## Brief A
Pull out every line of the entries below that contains the word "yellow".

________________

Case ID: f-supp_115/html/0171-01.html
Source: Caselaw Access Project
Author: {"author": "LITTLETON, Judge.", "license": "Public Domain", "url": "https://static.case.law/"}
Date Created: 2024-08-24T03:29:51.129683

MAYER v. UNITED STATES.
    No. 47980.
    United States Court of Claims.
    Oct. 6, 1953.
    
      Monte Appel, Washington, D. C., Blair, Korner, Doyle & Appel, Washington, D. C., on the brief, for plaintiff.
    Joseph H. Sheppard, Washington, D. C., Charles S. Lyons, Acting Asst. Atty. Gen., Andrew D. Sharpe, Washington, D. C., on the brief, for defendant.
    Before JONES, Chief Judge, and LITTLETON, WHITAKER, MADDEN and HOWELL, Judges.
   LITTLETON, Judge.

Plaintiff seeks to recover income taxes in the amount of $8,386.23, alleged to have been overpaid for 1941, on the ground that he was entitled to deduct from his gross income for that year, either as a war loss under section 127 of the Internal Revenue Code, Title 26 U.S.C. (1946 Ed.), or as a casualty loss under section 23(e) (3) of the Internal Revenue Code, Title 26 U.S.C. (1946 Ed.), the value of certain personal property which he claims he owned, but which remained in Germany and Czechoslovakia when he came to the United States in 1939. This property, for the loss of which the deduction is here claimed, consisted of house furnishings in storage in Czechoslovakia, stocks and bonds held by banks in Czechoslovakia and Germany, and deposits of money in banks in both of those countries. Plaintiff did not recover any of this property.

On April 7, 1953, we entered findings of fact and rendered an opinion denying recovery on the grounds (1) that plaintiff failed on the merits to satisfy the requirements of section 127(2) that plaintiff could not sustain his right to recover in this court under section 23(e) (3) because of his failure to allege recovery under that section in his claim for refund filed with the Commissioner of Internal Revenue; and (3) that plaintiff had not submitted sufficient proof to prove the value of the property claimed as a loss.

Plaintiff has moved to set aside that decision in so far as it held that plaintiff’s claim for refund filed with the Bureau on September 23, 1942, was not a claim for refund under section 23(e) (3), and for amended findings of fact.

As to the claim for refund plaintiff argues that his original claim was based solely on section 23 and that in it he did not urge recovery before the Bureau on the basis of section 127. In support of this contention he relies on a stipulation, read into the record at the hearing before the Commissioner of this court, which sets forth a verbatim account of the allegations contained in his claim for refund filed on September 23, 1942. Plaintiff urges that this shows that no recovery was sought under section 127, but that while no specific mention of section 23 was made, the claim did refer to the losses as “casualty losses.”

Plaintiff further argues that it was in fact impossible for refund to have been based on section 127, since that provision did not become effective as a part of the Internal Revenue Code until the approval of the Revenue Act of 1942 on October 21, 1942, which was approximately one month subsequent to the filing of the original claim for refund. These two factors, the plaintiff points out, were sufficient to place the Bureau on notice that a refund was sought under section 23(e) (3) of the Internal Revenue Code. The plaintiff so urges despite the fact that his petition in this suit predicated recovery entirely under section 127 of the code.

________________

## Brief B
Reproduce the court opinion above verbatim from "Case ID: f-supp_115/html/0171-01.html" up to and including "Oct. 6, 1953.".

(Extracted data entries)
________________

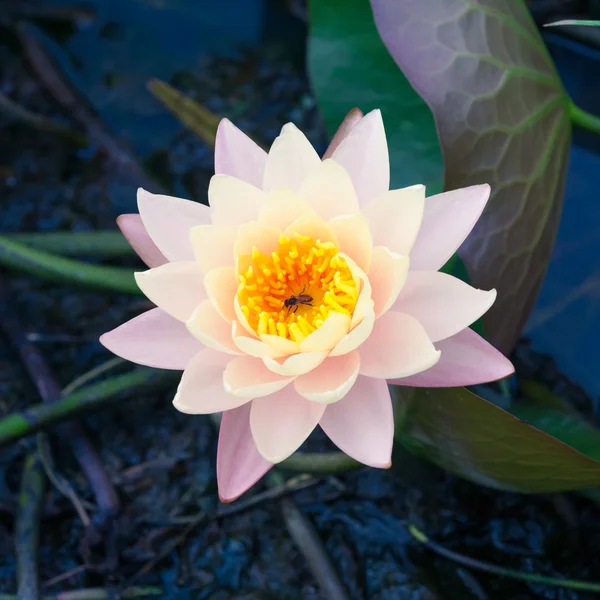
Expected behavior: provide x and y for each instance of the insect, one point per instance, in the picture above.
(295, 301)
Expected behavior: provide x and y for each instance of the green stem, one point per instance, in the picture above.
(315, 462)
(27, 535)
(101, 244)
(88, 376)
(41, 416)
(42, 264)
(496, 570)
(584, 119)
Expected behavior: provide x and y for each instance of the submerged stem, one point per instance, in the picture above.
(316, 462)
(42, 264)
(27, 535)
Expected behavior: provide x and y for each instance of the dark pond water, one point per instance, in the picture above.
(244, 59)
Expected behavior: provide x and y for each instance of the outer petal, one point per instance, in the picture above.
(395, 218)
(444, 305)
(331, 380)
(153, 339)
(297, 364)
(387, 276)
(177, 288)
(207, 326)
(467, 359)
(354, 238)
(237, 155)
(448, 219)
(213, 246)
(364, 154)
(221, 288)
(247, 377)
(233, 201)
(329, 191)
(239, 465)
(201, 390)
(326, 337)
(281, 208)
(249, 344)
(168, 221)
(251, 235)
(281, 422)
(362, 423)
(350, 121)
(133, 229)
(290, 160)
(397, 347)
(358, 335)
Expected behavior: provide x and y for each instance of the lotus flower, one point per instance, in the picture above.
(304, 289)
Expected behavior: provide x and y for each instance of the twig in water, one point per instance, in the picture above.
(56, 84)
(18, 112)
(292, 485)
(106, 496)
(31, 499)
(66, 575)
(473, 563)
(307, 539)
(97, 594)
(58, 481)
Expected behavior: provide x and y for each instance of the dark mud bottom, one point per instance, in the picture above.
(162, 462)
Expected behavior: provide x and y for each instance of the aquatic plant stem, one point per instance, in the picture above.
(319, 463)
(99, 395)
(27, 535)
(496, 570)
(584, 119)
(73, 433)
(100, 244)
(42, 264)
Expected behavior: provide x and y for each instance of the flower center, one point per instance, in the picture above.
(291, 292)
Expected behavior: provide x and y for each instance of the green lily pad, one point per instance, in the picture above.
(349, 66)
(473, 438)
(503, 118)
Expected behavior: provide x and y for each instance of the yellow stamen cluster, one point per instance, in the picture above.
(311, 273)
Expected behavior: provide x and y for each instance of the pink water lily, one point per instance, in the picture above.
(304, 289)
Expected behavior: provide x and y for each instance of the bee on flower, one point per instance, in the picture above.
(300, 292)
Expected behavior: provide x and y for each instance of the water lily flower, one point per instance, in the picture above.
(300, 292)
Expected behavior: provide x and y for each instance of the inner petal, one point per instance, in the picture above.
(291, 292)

________________

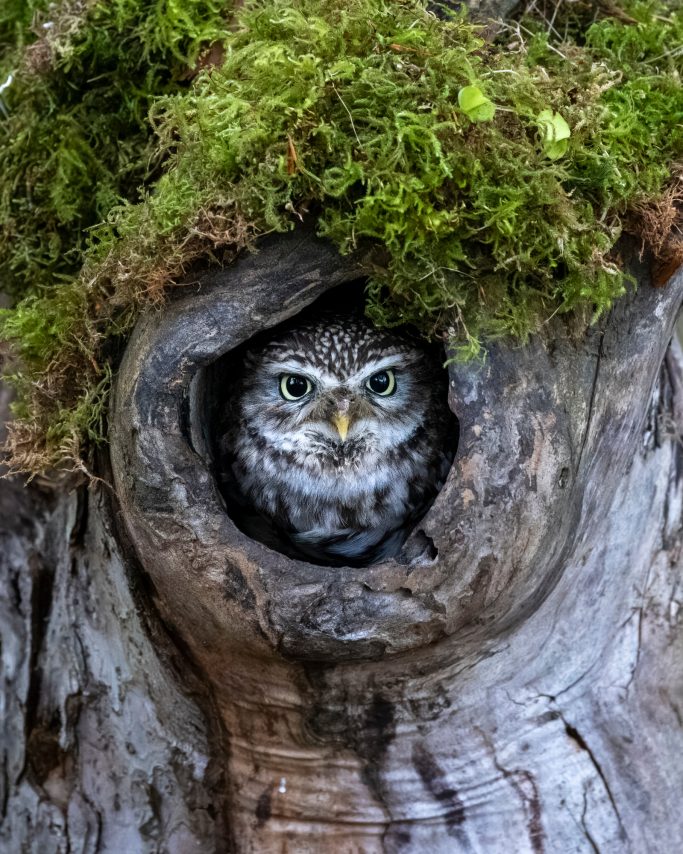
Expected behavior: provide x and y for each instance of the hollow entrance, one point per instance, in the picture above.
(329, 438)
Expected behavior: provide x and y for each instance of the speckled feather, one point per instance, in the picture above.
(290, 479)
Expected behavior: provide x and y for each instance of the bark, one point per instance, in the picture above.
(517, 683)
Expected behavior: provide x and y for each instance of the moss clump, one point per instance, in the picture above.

________________

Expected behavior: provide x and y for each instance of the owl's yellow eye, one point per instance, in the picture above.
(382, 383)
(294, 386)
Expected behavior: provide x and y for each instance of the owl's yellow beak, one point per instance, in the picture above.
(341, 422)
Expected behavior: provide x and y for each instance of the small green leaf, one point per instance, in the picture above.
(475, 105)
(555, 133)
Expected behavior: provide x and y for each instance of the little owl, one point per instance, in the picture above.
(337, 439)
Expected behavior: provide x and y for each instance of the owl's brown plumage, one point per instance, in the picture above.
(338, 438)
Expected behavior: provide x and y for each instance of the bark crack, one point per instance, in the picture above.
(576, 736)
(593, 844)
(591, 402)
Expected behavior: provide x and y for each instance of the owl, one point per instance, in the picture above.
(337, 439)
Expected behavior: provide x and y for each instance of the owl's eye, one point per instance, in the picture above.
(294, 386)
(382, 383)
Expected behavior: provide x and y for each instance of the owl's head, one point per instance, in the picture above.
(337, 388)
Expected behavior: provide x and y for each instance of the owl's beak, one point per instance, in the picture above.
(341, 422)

________________

## Full output A
Expected behavior: provide x and y for each instance of the yellow stamen cluster, one point per instance, in the picture above.
Expected behavior: provide x and y for each instance of the owl's yellow eye, one point per instance, in the picture above.
Expected behavior: provide x and y for each instance of the owl's yellow beak, one point per instance, in the picture above.

## Full output B
Case ID: f-supp_115/html/0171-01.html
Source: Caselaw Access Project
Author: {"author": "LITTLETON, Judge.", "license": "Public Domain", "url": "https://static.case.law/"}
Date Created: 2024-08-24T03:29:51.129683

MAYER v. UNITED STATES.
    No. 47980.
    United States Court of Claims.
    Oct. 6, 1953.